━━━ Information shown

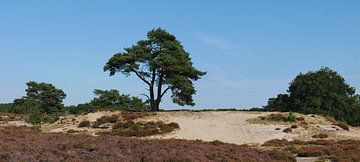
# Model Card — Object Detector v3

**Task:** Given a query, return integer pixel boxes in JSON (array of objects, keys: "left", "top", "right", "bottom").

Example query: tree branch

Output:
[
  {"left": 160, "top": 87, "right": 170, "bottom": 99},
  {"left": 131, "top": 69, "right": 151, "bottom": 86},
  {"left": 140, "top": 93, "right": 150, "bottom": 100}
]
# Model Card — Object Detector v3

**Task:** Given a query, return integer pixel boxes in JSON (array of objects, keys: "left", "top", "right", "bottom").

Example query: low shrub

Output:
[
  {"left": 66, "top": 129, "right": 79, "bottom": 134},
  {"left": 96, "top": 115, "right": 120, "bottom": 124},
  {"left": 121, "top": 112, "right": 155, "bottom": 121},
  {"left": 27, "top": 109, "right": 42, "bottom": 125},
  {"left": 210, "top": 140, "right": 225, "bottom": 145},
  {"left": 100, "top": 121, "right": 179, "bottom": 137},
  {"left": 312, "top": 133, "right": 328, "bottom": 139},
  {"left": 78, "top": 120, "right": 91, "bottom": 128},
  {"left": 290, "top": 125, "right": 298, "bottom": 129},
  {"left": 262, "top": 139, "right": 289, "bottom": 147},
  {"left": 296, "top": 116, "right": 305, "bottom": 121},
  {"left": 287, "top": 112, "right": 296, "bottom": 122},
  {"left": 159, "top": 122, "right": 180, "bottom": 133},
  {"left": 294, "top": 146, "right": 329, "bottom": 157},
  {"left": 334, "top": 122, "right": 349, "bottom": 131},
  {"left": 283, "top": 128, "right": 292, "bottom": 133},
  {"left": 259, "top": 113, "right": 288, "bottom": 122}
]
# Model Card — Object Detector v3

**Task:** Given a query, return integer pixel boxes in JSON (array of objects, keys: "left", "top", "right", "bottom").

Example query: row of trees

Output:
[
  {"left": 265, "top": 67, "right": 360, "bottom": 126},
  {"left": 0, "top": 81, "right": 148, "bottom": 122}
]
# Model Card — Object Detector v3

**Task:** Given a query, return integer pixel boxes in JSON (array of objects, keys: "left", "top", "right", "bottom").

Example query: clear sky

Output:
[{"left": 0, "top": 1, "right": 359, "bottom": 109}]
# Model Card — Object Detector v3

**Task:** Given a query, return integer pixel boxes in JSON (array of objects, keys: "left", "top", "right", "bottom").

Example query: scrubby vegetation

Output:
[
  {"left": 100, "top": 121, "right": 180, "bottom": 137},
  {"left": 0, "top": 81, "right": 148, "bottom": 126},
  {"left": 78, "top": 120, "right": 91, "bottom": 128},
  {"left": 312, "top": 133, "right": 328, "bottom": 139},
  {"left": 257, "top": 113, "right": 299, "bottom": 123},
  {"left": 89, "top": 112, "right": 178, "bottom": 137},
  {"left": 262, "top": 139, "right": 360, "bottom": 161},
  {"left": 64, "top": 89, "right": 148, "bottom": 115},
  {"left": 0, "top": 126, "right": 295, "bottom": 161},
  {"left": 265, "top": 67, "right": 360, "bottom": 126},
  {"left": 0, "top": 81, "right": 64, "bottom": 124}
]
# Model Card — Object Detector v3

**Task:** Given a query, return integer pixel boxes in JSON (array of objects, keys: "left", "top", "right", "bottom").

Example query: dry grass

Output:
[{"left": 0, "top": 126, "right": 296, "bottom": 162}]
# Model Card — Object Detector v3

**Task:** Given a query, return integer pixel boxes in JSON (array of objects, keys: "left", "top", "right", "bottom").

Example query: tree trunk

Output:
[
  {"left": 149, "top": 85, "right": 156, "bottom": 111},
  {"left": 154, "top": 70, "right": 164, "bottom": 112}
]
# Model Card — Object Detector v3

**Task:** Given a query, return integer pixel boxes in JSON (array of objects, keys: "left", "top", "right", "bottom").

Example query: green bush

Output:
[
  {"left": 27, "top": 109, "right": 42, "bottom": 125},
  {"left": 42, "top": 114, "right": 60, "bottom": 124},
  {"left": 265, "top": 67, "right": 360, "bottom": 126},
  {"left": 287, "top": 112, "right": 297, "bottom": 122}
]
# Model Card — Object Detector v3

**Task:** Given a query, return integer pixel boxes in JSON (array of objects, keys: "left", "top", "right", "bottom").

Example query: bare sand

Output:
[{"left": 33, "top": 110, "right": 360, "bottom": 145}]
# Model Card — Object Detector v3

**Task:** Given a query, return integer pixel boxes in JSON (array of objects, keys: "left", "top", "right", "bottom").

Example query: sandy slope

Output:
[
  {"left": 141, "top": 111, "right": 293, "bottom": 145},
  {"left": 28, "top": 110, "right": 360, "bottom": 145}
]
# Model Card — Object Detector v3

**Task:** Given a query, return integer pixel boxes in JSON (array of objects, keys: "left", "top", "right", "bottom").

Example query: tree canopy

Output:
[
  {"left": 90, "top": 89, "right": 146, "bottom": 111},
  {"left": 19, "top": 81, "right": 66, "bottom": 114},
  {"left": 104, "top": 28, "right": 206, "bottom": 111},
  {"left": 265, "top": 67, "right": 360, "bottom": 126}
]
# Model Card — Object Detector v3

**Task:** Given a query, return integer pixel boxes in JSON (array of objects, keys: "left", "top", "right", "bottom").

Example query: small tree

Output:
[
  {"left": 266, "top": 67, "right": 360, "bottom": 126},
  {"left": 288, "top": 67, "right": 357, "bottom": 119},
  {"left": 20, "top": 81, "right": 66, "bottom": 114},
  {"left": 104, "top": 28, "right": 206, "bottom": 111}
]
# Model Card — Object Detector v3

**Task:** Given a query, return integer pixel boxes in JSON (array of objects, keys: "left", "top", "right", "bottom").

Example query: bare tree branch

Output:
[
  {"left": 160, "top": 87, "right": 171, "bottom": 99},
  {"left": 140, "top": 93, "right": 150, "bottom": 100},
  {"left": 131, "top": 69, "right": 151, "bottom": 86}
]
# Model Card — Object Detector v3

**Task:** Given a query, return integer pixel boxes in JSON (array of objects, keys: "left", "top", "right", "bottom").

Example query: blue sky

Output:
[{"left": 0, "top": 1, "right": 359, "bottom": 109}]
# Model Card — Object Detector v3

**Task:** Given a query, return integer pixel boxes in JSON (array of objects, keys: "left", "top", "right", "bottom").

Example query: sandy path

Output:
[{"left": 142, "top": 111, "right": 294, "bottom": 145}]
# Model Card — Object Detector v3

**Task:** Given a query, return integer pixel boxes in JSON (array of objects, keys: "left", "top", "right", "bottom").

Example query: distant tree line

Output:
[
  {"left": 0, "top": 81, "right": 147, "bottom": 124},
  {"left": 264, "top": 67, "right": 360, "bottom": 126}
]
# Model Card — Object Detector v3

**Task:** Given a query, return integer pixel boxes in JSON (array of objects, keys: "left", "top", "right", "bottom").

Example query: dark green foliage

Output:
[
  {"left": 27, "top": 108, "right": 59, "bottom": 125},
  {"left": 27, "top": 108, "right": 42, "bottom": 125},
  {"left": 287, "top": 112, "right": 297, "bottom": 122},
  {"left": 12, "top": 81, "right": 66, "bottom": 114},
  {"left": 264, "top": 94, "right": 290, "bottom": 112},
  {"left": 0, "top": 103, "right": 13, "bottom": 113},
  {"left": 90, "top": 89, "right": 146, "bottom": 111},
  {"left": 64, "top": 104, "right": 95, "bottom": 115},
  {"left": 266, "top": 67, "right": 360, "bottom": 126},
  {"left": 64, "top": 90, "right": 147, "bottom": 115},
  {"left": 24, "top": 81, "right": 66, "bottom": 113},
  {"left": 11, "top": 98, "right": 40, "bottom": 114},
  {"left": 104, "top": 28, "right": 206, "bottom": 111}
]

━━━━━━

> Required action
Go through the data above and find the lines with the word "green". Copy each of those lines.

> Answer section
Example query: green bush
Example query: dark green foliage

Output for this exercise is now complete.